Retype the following lines word for word, leaving out the picture.

BEGIN RECORD EXCERPTS

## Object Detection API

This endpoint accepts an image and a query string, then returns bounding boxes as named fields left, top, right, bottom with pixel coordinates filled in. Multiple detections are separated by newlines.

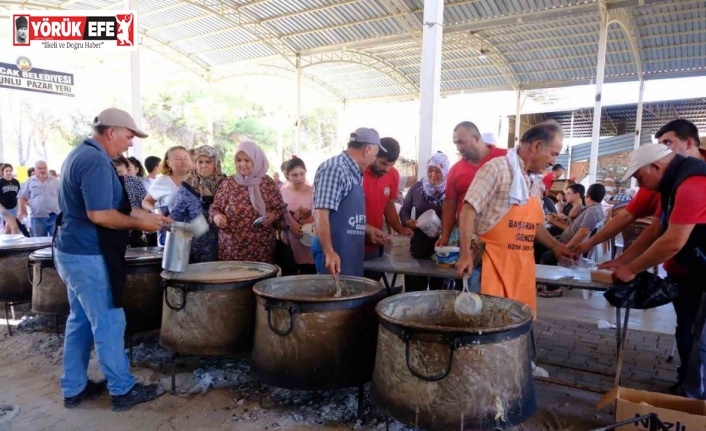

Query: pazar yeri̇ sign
left=0, top=57, right=74, bottom=97
left=8, top=10, right=138, bottom=51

END RECORD EXCERPTS

> _OUTPUT OF THE TASK_
## Object Detection API

This endpoint accepts an image and a query string, then returns bounding boxes as named fields left, top, right, bottom with pixel coordinates filled in. Multiple detections are separated by newlines.


Query: pazar yeri̇ sign
left=0, top=57, right=74, bottom=97
left=8, top=10, right=138, bottom=51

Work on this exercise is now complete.